» **Exercise inputs**:
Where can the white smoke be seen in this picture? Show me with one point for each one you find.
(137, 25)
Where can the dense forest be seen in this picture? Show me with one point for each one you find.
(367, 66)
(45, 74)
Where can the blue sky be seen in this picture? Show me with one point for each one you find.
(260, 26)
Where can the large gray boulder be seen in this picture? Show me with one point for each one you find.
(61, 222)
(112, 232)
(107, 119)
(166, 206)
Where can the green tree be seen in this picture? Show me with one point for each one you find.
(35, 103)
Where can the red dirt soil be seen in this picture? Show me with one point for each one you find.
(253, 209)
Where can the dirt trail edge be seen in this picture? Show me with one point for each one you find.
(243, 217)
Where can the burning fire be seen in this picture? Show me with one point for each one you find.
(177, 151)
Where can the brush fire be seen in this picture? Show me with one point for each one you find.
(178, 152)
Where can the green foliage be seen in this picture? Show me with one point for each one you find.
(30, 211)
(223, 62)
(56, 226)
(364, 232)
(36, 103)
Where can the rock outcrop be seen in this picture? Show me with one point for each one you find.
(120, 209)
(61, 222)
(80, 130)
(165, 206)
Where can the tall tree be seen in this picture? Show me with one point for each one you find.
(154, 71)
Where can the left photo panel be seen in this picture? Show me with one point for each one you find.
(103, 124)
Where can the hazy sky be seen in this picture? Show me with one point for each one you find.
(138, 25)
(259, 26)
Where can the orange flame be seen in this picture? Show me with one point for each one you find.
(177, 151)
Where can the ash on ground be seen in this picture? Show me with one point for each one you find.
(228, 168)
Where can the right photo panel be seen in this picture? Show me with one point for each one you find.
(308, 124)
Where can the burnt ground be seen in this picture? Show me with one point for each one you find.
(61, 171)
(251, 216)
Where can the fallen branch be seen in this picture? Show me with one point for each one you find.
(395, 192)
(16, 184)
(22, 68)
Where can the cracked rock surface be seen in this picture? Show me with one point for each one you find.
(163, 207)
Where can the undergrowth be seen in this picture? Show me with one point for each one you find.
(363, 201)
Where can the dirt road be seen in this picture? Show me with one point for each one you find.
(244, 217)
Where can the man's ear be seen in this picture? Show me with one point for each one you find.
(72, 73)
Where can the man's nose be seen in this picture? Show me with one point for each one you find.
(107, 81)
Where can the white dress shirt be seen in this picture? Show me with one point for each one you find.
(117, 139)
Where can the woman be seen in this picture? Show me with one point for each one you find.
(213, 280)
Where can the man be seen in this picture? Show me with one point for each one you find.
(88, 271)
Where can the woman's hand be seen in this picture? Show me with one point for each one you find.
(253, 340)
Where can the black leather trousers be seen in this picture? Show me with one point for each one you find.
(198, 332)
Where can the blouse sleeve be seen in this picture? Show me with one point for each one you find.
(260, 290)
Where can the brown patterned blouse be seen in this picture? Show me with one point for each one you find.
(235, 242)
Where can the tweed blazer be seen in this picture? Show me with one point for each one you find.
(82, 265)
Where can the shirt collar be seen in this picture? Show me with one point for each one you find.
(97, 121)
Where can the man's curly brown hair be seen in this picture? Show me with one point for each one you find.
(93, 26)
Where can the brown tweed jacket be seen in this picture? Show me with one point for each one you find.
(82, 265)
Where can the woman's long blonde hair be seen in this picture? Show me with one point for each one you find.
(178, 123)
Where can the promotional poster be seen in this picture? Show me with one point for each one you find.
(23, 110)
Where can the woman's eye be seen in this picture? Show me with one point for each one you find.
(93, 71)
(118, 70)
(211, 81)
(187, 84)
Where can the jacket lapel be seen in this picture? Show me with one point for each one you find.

» **Task to carry out**:
Transcribe every one of the records above, keeping each line exactly the same.

» **Answer for this exercise**:
Where can the white smoke be seen in this picture? Show me with one point for each one you find.
(137, 25)
Where can the dense forest be seen in this picture? Show me with one point for each one you find.
(367, 66)
(45, 74)
Where can the blue sky be seen in this picture? Show me with one point for each one you find.
(260, 26)
Where can the large gray boulder be seen in this picture? Show me with one point for each one you find.
(61, 222)
(112, 232)
(107, 119)
(166, 206)
Where can the green tree be seen in this picture? Show me with one point for each one you find.
(35, 103)
Where can the red dirt soil be seen in this picture? Show me with one point for each one you find.
(253, 209)
Where can the dirt trail edge be seen in this picture? Show me with one point for each one you find.
(243, 217)
Where can the burning fire be seen in this picture? Show me with one point for each one you find.
(177, 151)
Where can the brush fire be seen in this picture? Show me with one point for each one you find.
(178, 152)
Where can the green foliage be seen in this picture? Show me with one point for each one you find.
(30, 211)
(223, 62)
(56, 226)
(364, 232)
(36, 103)
Where can the rock outcrop be seen in this picture? Show me with one point for each one you find.
(120, 209)
(61, 222)
(80, 130)
(165, 206)
Where can the tall tree be seen in this picture? Show me with one point for each one you find.
(154, 71)
Where can the left photo panel be seen in this picture? Show me with one point for each one you find.
(103, 124)
Where can the hazy sky be seen in this picture? Show me with one point for each one you find.
(138, 25)
(259, 26)
Where can the orange flame be seen in this picture? Show me with one point for each one you find.
(177, 151)
Where can the ash on ground be seen in this picture? Show me with one point for each one you find.
(228, 168)
Where can the right photo panel be seen in this picture? Show me with one point for each one you find.
(308, 124)
Where can the burnt ground be seen in this picture? Show me with one point for each one you find.
(61, 171)
(251, 216)
Where can the fallen branch be seen in this picture? Show me with one point for each one you find.
(395, 192)
(16, 184)
(22, 68)
Where can the cracked rock surface be seen in this picture? Show me with one point for each one you find.
(163, 207)
Where can the undergrowth be seen in this picture? Show me with one point for each one you find.
(363, 201)
Where can the dirt road be seen in this picture? Show me with one point for each one you find.
(244, 217)
Where can the man's ear be seen in this picture? Show me with one point for each one you find.
(72, 73)
Where can the man's nose be seen in this picture? Show me with one point for each one you find.
(107, 81)
Where can the white dress shirt be seen in this picture? Show me with one point for each one you find.
(117, 139)
Where can the woman be seen in this picture? Show me with one point for each one you find.
(213, 280)
Where can the man be seen in this picture? Show me with one point for each one you find.
(88, 271)
Where can the woman's hand be seen in this picture? Show me with one point for each one you find.
(253, 340)
Where can the black leather trousers be seen in this picture? Show me with one point for each one you find.
(198, 332)
Where can the blouse sleeve be seen in this picture? Show me with one point for each one you find.
(260, 290)
Where can the brown patterned blouse be seen in this picture? Show me with one point for each one you find.
(235, 242)
Where can the tweed blazer be seen in this picture? Show me with one point for each one you find.
(82, 265)
Where can the shirt collar be seen in this picture? Show me with one point for each one you find.
(97, 121)
Where can the man's curly brown hair be seen in this picture? Show me with one point for each one you find.
(93, 26)
Where can the brown tweed jacket be seen in this picture? Show me with one point for each one you find.
(82, 265)
Where can the woman's long blonde hair be seen in this picture? Show me with one point for each one you find.
(178, 123)
Where can the promotional poster be seen in this picture? Show me with one point for each one you find.
(23, 110)
Where can the woman's eye be seen in this picture? Show me with one point for each one you find.
(93, 71)
(118, 70)
(211, 81)
(187, 84)
Where can the jacket lapel be seen in this picture? Show me with one point for each one you find.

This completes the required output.